### Trecho selecionado:
══════════════════════════════
Leitura: Carta de São Paulos aos Coríntios. 



1 Coríntios 13 
1 Ainda que eu falasse as línguas dos homens e dos anjos, e não tivesse amor, seria como o metal que soa ou como o sino que tine.
2 E ainda que tivesse o dom de profecia, e conhecesse todos os mistérios e toda a ciência, e ainda que tivesse toda a fé, de maneira tal que transportasse os montes, e não tivesse amor, nada seria.
3 E ainda que distribuísse toda a minha fortuna para sustento dos pobres, e ainda que entregasse o meu corpo para ser queimado, e não tivesse amor, nada disso me aproveitaria.
4 O amor é sofredor, é benigno; o amor não é invejoso; o amor não trata com leviandade, não se ensoberbece.
5 Não se porta com indecência, não busca os seus interesses, não se irrita, não suspeita mal;
6 Não folga com a injustiça, mas folga com a verdade;
7 Tudo sofre, tudo crê, tudo espera, tudo suporta.
8 O amor nunca falha; mas havendo profecias, serão aniquiladas; havendo línguas, cessarão; havendo ciência, desaparecerá;
9 Porque, em parte, conhecemos, e em parte profetizamos;
10 Mas, quando vier o que é perfeito, então o que o é em parte será aniquilado.
══════════════════════════════
### O que fazer:
No trecho de 1 Coríntios 13, a que é comparado quem falasse as línguas dos homens e dos anjos sem ter amor?

### Informações fornecidas:
══════════════════════════════
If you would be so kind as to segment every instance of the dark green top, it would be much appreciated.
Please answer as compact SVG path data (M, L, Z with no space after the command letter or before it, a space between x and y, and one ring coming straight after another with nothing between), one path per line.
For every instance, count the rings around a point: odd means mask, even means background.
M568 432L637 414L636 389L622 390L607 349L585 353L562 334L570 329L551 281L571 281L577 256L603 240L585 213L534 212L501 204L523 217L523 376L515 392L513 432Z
══════════════════════════════
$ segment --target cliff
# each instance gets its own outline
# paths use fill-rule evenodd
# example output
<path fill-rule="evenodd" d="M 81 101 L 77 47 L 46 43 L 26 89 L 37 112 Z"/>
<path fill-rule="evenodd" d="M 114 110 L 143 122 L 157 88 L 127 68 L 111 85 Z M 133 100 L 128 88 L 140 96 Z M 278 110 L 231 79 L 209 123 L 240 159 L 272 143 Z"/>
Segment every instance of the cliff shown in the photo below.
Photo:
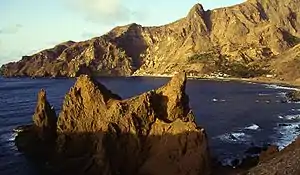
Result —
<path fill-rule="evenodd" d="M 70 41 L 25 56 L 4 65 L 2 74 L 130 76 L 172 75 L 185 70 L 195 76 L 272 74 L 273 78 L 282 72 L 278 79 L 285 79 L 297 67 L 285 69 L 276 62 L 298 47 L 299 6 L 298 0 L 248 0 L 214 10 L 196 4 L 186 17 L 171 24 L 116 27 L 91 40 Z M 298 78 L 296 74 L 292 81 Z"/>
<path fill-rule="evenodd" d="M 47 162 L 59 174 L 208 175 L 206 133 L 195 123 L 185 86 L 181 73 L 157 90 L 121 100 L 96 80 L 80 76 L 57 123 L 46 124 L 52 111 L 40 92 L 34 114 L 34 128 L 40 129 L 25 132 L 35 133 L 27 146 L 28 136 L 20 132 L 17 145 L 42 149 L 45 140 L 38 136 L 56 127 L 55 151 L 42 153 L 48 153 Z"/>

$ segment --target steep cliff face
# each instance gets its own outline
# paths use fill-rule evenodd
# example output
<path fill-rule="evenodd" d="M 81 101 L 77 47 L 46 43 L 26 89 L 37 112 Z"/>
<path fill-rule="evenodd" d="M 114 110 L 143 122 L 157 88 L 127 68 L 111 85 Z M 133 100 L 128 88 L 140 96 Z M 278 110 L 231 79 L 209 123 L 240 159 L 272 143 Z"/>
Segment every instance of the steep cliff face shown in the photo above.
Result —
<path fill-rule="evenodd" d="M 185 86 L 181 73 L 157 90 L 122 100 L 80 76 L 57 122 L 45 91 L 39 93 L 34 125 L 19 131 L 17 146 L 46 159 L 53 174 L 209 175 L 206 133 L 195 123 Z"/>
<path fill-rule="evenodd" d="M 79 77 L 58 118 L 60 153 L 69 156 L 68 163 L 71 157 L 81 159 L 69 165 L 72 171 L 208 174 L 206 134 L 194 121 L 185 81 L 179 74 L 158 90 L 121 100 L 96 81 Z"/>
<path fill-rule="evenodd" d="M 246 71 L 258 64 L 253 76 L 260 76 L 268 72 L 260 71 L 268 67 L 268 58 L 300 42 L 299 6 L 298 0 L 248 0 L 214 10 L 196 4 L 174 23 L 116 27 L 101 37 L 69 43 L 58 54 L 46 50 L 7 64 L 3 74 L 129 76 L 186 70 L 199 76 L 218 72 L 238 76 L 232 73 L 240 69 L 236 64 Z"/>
══════════════════════════════
### Resultado da tarefa:
Ao metal que soa ou ao sino que tine.